■ DATA PROVIDED:
· · · · · · ·
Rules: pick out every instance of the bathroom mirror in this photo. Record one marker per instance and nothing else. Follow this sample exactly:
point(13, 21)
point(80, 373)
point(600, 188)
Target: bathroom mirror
· · · · · · ·
■ DIRECTION: Copy every item above word for word, keeping each line as it stands.

■ RESULT OF THIS TASK:
Rules: pick out every instance of the bathroom mirror in this photo. Record one marker per instance and nothing else. Follow this sample exactly:
point(13, 21)
point(80, 373)
point(600, 188)
Target: bathroom mirror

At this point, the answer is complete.